* _O que se pede_
Transcreva, na ordem, cada linha do endereçamento que aparece na carta antes da data.

* _Trecho do documento_

-=-=-

Ao Dr. Med. Aloys Von Orelli
Hohenegg
Meilen (Zurique)
07 de fevereiro de 1950
Prezado colega,
Li o seu trabalho com muito interesse e acho que está correto.
Sinto apenas alguma dúvida quando o senhor substitui o termo “afetividade” por sentimento. Afetividade é emocionalidade, e eu gostaria de fazer uma distinção rigorosa quanto ao sentimento; este, quando diferenciado, é uma função racional (de valor), enquanto os afetos permanecem sempre produtos espontâneos da natureza. O sentimento é contaminado pela emoção apenas em seu estado subdesenvolvido e primitivo, o que é característico de um sentimento indiferenciado.
O “Morbus Schlemihl” é uma invenção admirável! (2)
Na página 9, a formulação de que a individuação também ocorre sem casamento, por via da introspecção e da meditação, parece-me um tanto positiva demais. Para evitar mal-entendidos seria preciso acrescentar logo que uma relação responsável, qualquer que seja sua denominação, é imprescindível; caso contrário permanece subdesenvolvido este aspecto particular do indivíduo.
Página 10: É duvidoso se a união de animus e anima pode ser chamada de unio mystica. A única certeza é que o hierosgasmos representa uma ideia mitológica paralela. A unio mystica é mais uma dissolução do eu no âmago primitivo de Deus, o que é uma experiência bem diferente.

-=-=-

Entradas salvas
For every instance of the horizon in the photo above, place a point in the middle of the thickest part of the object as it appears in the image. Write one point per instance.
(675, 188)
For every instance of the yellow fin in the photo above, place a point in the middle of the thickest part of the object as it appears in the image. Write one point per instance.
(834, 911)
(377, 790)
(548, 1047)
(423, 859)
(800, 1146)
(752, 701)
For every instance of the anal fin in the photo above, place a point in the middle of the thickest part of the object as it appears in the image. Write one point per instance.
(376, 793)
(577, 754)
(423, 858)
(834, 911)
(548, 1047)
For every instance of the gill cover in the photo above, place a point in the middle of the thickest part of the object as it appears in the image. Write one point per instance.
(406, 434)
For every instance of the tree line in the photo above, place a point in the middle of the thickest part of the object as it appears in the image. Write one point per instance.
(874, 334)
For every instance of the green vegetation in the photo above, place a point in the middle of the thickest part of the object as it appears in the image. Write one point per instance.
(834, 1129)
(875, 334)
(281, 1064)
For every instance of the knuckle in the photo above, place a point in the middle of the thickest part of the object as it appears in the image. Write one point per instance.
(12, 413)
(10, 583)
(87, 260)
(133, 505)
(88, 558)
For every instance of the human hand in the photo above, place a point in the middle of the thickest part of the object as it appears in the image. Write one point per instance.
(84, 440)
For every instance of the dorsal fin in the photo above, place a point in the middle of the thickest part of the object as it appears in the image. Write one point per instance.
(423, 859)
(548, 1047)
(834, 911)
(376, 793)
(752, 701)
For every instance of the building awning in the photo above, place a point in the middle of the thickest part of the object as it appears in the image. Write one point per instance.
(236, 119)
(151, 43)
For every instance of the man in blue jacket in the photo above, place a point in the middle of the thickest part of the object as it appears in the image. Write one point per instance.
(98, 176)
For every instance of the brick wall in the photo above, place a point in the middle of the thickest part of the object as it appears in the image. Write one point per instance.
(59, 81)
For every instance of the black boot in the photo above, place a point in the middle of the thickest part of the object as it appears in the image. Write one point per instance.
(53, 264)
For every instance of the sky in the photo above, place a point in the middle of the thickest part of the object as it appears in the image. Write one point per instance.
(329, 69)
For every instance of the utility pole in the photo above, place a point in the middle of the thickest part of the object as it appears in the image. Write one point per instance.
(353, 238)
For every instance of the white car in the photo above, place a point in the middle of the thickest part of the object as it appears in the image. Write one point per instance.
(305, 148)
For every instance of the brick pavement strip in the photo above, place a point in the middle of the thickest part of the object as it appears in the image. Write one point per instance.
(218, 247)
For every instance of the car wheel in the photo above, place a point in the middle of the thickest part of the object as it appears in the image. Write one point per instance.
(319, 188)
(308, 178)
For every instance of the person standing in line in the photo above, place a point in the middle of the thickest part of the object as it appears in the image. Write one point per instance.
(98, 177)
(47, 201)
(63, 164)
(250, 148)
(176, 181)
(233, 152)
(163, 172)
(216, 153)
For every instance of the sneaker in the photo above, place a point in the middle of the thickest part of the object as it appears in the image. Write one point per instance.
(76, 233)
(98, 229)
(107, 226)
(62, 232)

-=-=-

* _Resposta_
Ao Dr. Med. Aloys Von Orelli
Hohenegg
Meilen (Zurique)